Aim »
Format the lines below as a numbered list, omitting any blank lines.

--- Start Material for the task ---

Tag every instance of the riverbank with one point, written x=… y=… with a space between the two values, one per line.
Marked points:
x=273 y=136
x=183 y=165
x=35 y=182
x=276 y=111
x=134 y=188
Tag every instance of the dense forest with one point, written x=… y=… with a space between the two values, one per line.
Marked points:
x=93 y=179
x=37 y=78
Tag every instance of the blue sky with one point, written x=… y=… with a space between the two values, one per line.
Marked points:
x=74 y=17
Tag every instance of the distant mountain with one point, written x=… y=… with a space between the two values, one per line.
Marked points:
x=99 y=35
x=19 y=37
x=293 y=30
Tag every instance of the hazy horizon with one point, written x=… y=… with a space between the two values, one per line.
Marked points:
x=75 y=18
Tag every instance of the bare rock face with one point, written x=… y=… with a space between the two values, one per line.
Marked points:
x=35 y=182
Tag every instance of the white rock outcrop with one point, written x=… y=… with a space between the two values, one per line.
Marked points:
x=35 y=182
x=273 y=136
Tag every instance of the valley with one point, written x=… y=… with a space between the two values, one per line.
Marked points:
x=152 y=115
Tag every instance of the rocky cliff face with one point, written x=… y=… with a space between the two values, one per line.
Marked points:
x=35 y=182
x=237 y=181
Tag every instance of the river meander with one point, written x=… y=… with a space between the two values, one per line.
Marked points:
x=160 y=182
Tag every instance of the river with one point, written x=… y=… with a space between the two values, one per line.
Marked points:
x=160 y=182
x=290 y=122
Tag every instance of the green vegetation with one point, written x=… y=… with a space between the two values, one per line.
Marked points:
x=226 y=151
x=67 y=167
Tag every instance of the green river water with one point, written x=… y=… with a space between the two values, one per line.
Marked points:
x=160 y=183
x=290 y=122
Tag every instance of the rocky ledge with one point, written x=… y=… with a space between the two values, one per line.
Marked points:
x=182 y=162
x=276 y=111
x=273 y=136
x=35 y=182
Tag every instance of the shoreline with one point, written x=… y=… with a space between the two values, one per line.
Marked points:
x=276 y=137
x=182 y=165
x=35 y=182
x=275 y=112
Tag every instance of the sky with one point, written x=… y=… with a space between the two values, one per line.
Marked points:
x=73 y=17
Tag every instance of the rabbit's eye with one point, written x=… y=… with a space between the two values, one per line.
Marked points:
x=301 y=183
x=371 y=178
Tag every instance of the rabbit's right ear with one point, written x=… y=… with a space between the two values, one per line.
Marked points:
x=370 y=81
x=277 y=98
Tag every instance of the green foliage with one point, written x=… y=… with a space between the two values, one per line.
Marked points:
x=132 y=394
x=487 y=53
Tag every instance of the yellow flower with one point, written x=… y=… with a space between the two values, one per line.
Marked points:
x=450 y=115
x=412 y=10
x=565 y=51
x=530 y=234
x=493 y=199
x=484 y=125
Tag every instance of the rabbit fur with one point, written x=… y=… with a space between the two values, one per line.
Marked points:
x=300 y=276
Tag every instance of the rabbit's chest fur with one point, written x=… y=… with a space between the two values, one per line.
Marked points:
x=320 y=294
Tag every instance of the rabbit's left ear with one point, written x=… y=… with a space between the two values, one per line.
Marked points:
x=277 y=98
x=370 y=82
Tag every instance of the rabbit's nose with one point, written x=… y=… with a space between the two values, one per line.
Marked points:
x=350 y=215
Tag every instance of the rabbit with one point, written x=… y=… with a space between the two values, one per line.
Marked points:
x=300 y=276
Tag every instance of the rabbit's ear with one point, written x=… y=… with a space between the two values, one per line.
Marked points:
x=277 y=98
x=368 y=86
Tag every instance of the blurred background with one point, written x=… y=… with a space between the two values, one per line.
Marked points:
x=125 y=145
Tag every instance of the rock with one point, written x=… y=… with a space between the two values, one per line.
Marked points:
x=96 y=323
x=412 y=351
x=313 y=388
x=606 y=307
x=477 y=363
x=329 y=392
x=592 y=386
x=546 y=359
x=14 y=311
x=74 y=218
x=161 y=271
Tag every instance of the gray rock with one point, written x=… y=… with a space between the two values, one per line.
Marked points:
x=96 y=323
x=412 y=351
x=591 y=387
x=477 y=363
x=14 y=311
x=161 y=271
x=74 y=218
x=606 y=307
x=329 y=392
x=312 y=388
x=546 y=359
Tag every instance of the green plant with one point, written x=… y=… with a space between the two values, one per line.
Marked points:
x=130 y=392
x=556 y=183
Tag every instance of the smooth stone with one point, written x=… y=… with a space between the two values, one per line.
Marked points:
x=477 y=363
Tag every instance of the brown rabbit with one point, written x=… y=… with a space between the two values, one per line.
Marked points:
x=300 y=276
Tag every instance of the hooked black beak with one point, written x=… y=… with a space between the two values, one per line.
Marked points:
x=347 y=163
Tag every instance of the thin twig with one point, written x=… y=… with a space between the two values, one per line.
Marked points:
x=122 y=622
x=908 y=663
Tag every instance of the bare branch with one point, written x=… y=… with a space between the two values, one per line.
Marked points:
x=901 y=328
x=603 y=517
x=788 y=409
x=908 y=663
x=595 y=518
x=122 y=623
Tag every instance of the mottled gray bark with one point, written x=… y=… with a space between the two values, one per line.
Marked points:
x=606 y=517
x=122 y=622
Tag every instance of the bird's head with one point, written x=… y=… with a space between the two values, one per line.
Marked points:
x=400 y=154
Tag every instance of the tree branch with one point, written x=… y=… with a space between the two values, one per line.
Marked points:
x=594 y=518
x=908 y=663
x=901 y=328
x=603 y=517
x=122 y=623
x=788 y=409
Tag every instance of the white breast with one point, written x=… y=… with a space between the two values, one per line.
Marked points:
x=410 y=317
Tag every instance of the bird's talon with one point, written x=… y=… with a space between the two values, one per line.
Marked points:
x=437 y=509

--- End Material for the task ---

Expected output »
1. Tag every instance of the riverbank with one point, written x=… y=… with a space between the two values, one per line.
2. Marked points:
3. x=273 y=136
4. x=183 y=165
5. x=35 y=182
6. x=276 y=111
7. x=134 y=188
8. Tag every instance of the dense forest with one point, written x=… y=… with a space between the two values, one per line.
9. Marked points:
10. x=93 y=179
11. x=37 y=78
12. Tag every instance of the blue sky with one point, written x=… y=… with a space between the two values, one per line.
13. Marked points:
14. x=74 y=17
15. Tag every instance of the distant mountain with one point, written x=… y=… with a space between the two values, one per line.
16. Marked points:
17. x=99 y=35
18. x=19 y=37
19. x=293 y=30
20. Tag every instance of the hazy horizon with one point, written x=… y=… with a space between the two values, one per line.
21. Marked points:
22. x=75 y=18
23. Tag every instance of the bare rock face with one point, written x=… y=… with a space between the two values, one per line.
24. Marked points:
25. x=35 y=182
26. Tag every instance of the white rock outcrop with one point, written x=… y=… with a space between the two values, one per line.
27. Marked points:
28. x=35 y=182
29. x=273 y=136
30. Tag every instance of the valley with one point, written x=… y=… with a space between the two values, one per line.
31. Marked points:
32. x=152 y=115
33. Tag every instance of the rocky cliff face with one point, written x=… y=… with a space between the two values, one per line.
34. Marked points:
35. x=35 y=182
36. x=237 y=181
37. Tag every instance of the river meander with one point, written x=… y=… with a space between the two values, one per line.
38. Marked points:
39. x=160 y=182
40. Tag every instance of the river with one point, written x=… y=… with a space between the two values, one per line.
41. Marked points:
42. x=160 y=182
43. x=290 y=122
44. Tag every instance of the green vegetation with one point, written x=… y=… with a space between the two values, one per line.
45. Marked points:
46. x=226 y=151
47. x=67 y=167
48. Tag every instance of the green river water with one point, written x=… y=… with a space between the two values, one per line.
49. Marked points:
50. x=160 y=183
51. x=290 y=122
52. Tag every instance of the rocky ledge with one point, written x=… y=… with a space between the two values, one per line.
53. Marked points:
54. x=182 y=162
55. x=276 y=111
56. x=273 y=136
57. x=35 y=182
58. Tag every instance of the shoreline with one point, written x=… y=… with a space between the two values, one per line.
59. Marked points:
60. x=276 y=137
61. x=182 y=165
62. x=35 y=182
63. x=275 y=112
64. Tag every instance of the sky with one point, written x=… y=… with a space between the two values, one per line.
65. Marked points:
66. x=73 y=17
67. Tag every instance of the rabbit's eye with one point, written x=… y=… with a space between the two values, one per line.
68. Marked points:
69. x=301 y=183
70. x=371 y=178
71. Tag every instance of the rabbit's right ear with one point, written x=… y=… with a space between the two values, one per line.
72. Marked points:
73. x=370 y=81
74. x=277 y=98
75. Tag every instance of the green foliage with one point, written x=… y=… with a space between the two values, one per line.
76. Marked points:
77. x=132 y=394
78. x=487 y=53
79. Tag every instance of the yellow flower with one point, written x=… y=… with a space between the two values, one per line.
80. Marked points:
81. x=450 y=115
82. x=412 y=10
83. x=565 y=51
84. x=530 y=234
85. x=493 y=199
86. x=484 y=125
87. Tag every instance of the rabbit fur with one point, written x=… y=… with a space between the two values, one per line.
88. Marked points:
89. x=300 y=276
90. Tag every instance of the rabbit's chest fur with one point, written x=… y=… with a space between the two values, one per line.
91. Marked points:
92. x=320 y=294
93. Tag every instance of the rabbit's left ear with one point, written x=… y=… with a space between the two values, one per line.
94. Marked points:
95. x=277 y=98
96. x=370 y=82
97. Tag every instance of the rabbit's nose with one point, written x=… y=… with a space between the two values, one per line.
98. Marked points:
99. x=350 y=215
100. Tag every instance of the rabbit with one point, written x=… y=… with a space between the two values, one per line.
101. Marked points:
102. x=300 y=276
103. Tag every instance of the rabbit's ear with one point, written x=… y=… with a space between the two values, one per line.
104. Marked points:
105. x=277 y=98
106. x=368 y=86
107. Tag every instance of the blurred background with one point, written x=… y=… with a space between the two values, one per line.
108. Marked points:
109. x=125 y=145
110. Tag every instance of the rock with one point, written x=… y=… with a space between the two values, one per line.
111. Marked points:
112. x=96 y=323
113. x=412 y=351
114. x=313 y=388
115. x=606 y=307
116. x=477 y=363
117. x=329 y=392
118. x=592 y=386
119. x=546 y=359
120. x=14 y=311
121. x=74 y=218
122. x=161 y=271
123. Tag every instance of the gray rock with one point, written x=… y=… with a space between the two values, one per line.
124. Marked points:
125. x=96 y=323
126. x=412 y=351
127. x=591 y=387
128. x=477 y=363
129. x=14 y=311
130. x=161 y=271
131. x=74 y=218
132. x=606 y=307
133. x=329 y=392
134. x=312 y=388
135. x=546 y=359
136. Tag every instance of the green plant with one point, written x=… y=… with a space between the two values, one per line.
137. Marked points:
138. x=130 y=392
139. x=556 y=183
140. Tag every instance of the smooth stone with one point, written x=… y=… with a space between the two values, one per line.
141. Marked points:
142. x=477 y=363
143. Tag every instance of the brown rabbit with one point, written x=… y=… with a space between the two values, one per line.
144. Marked points:
145. x=300 y=276
146. Tag every instance of the hooked black beak with one point, written x=… y=… with a space between the two values, one per line.
147. Marked points:
148. x=347 y=163
149. Tag every instance of the thin twig with one point, written x=… y=… with a space between the two values, one per line.
150. Marked points:
151. x=122 y=622
152. x=908 y=663
153. Tag every instance of the bare branch with one point, written x=… y=… with a space between the two values, one per line.
154. Marked points:
155. x=901 y=328
156. x=603 y=517
157. x=788 y=409
158. x=908 y=663
159. x=595 y=518
160. x=122 y=623
161. Tag every instance of the mottled gray bark with one point, written x=… y=… with a space between the two values, one per line.
162. Marked points:
163. x=606 y=517
164. x=122 y=622
165. Tag every instance of the bird's head with one point, written x=… y=… with a space between the two values, one per line.
166. Marked points:
167. x=400 y=154
168. Tag every instance of the tree branch with one point, written x=… y=… with a space between the two values, one per line.
169. Marked points:
170. x=594 y=518
171. x=908 y=663
172. x=901 y=328
173. x=603 y=517
174. x=122 y=623
175. x=788 y=409
176. Tag every instance of the white breast with one point, written x=… y=… with a space between the two values, one per line.
177. Marked points:
178. x=410 y=317
179. Tag every instance of the bird's talon with one point, written x=… y=… with a space between the two values, one per line.
180. Marked points:
181. x=437 y=509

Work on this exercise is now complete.